- Task brief -
Return every line in the entries below where the word "chair" shows up.

- Exercise input -
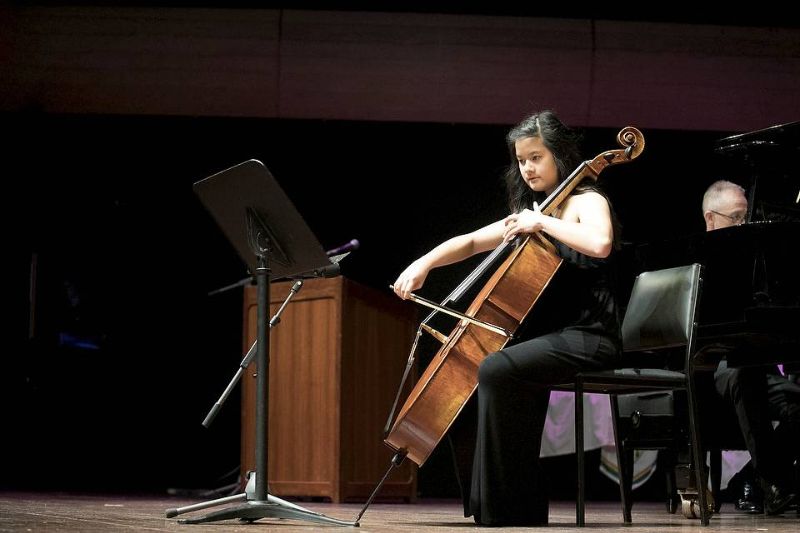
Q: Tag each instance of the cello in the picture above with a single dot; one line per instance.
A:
(487, 325)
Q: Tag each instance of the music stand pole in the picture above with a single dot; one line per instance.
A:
(275, 231)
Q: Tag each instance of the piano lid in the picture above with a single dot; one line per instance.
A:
(764, 162)
(746, 266)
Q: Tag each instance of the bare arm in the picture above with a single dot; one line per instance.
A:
(451, 251)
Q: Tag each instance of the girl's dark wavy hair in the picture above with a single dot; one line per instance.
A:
(559, 139)
(563, 142)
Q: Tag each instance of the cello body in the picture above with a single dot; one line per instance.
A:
(452, 376)
(505, 300)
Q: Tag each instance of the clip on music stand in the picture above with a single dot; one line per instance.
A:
(273, 239)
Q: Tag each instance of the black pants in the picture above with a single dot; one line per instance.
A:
(505, 485)
(759, 398)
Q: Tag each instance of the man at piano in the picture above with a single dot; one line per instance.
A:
(757, 394)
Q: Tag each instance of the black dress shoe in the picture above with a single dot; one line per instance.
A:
(750, 499)
(777, 499)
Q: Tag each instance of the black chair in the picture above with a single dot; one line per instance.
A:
(660, 317)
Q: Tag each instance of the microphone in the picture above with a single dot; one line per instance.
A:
(328, 271)
(350, 246)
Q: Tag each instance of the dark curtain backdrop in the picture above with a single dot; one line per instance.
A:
(107, 378)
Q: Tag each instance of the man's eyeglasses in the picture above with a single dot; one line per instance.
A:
(735, 219)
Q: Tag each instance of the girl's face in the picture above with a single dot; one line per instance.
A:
(536, 164)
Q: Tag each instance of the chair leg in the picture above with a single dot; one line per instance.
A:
(697, 455)
(667, 462)
(625, 473)
(579, 508)
(715, 473)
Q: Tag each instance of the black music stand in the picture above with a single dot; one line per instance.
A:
(273, 239)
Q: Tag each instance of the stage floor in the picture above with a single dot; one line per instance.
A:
(100, 513)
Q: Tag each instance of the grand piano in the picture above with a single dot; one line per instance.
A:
(751, 284)
(750, 297)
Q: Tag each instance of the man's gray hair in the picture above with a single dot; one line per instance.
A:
(715, 191)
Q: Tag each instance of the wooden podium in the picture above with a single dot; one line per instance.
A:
(336, 360)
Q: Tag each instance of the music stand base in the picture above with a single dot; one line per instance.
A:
(252, 511)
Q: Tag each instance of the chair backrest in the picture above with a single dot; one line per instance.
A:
(662, 309)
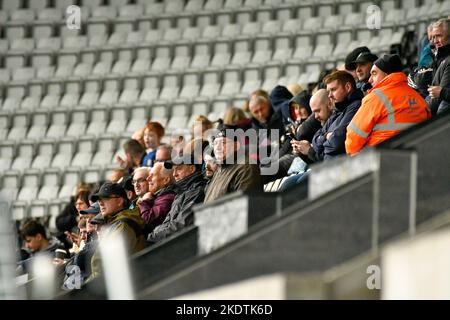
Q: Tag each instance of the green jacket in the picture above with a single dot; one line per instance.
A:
(129, 224)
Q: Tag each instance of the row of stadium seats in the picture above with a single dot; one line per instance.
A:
(156, 29)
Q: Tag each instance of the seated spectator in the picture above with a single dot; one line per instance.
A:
(127, 184)
(350, 65)
(299, 108)
(424, 51)
(236, 117)
(263, 114)
(268, 125)
(119, 220)
(67, 220)
(439, 91)
(234, 172)
(329, 141)
(295, 89)
(211, 166)
(157, 202)
(135, 154)
(153, 134)
(364, 63)
(322, 108)
(37, 242)
(189, 184)
(89, 244)
(116, 175)
(390, 107)
(177, 143)
(140, 183)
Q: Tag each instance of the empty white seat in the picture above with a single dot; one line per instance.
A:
(98, 122)
(118, 121)
(50, 101)
(70, 178)
(78, 124)
(129, 96)
(19, 126)
(89, 98)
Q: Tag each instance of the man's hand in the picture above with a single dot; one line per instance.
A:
(301, 147)
(434, 91)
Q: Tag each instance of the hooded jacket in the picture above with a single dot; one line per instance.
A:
(190, 191)
(324, 149)
(390, 107)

- Task output -
Q: Tag each instance of the black chair in the picture above with a single dot; one line per instance.
Q: Tag each instance of the chair leg in the picture above with a single dot; one line per instance.
Q: Tag each instance of the chair backrest in the picture above with a single dot; one line per instance.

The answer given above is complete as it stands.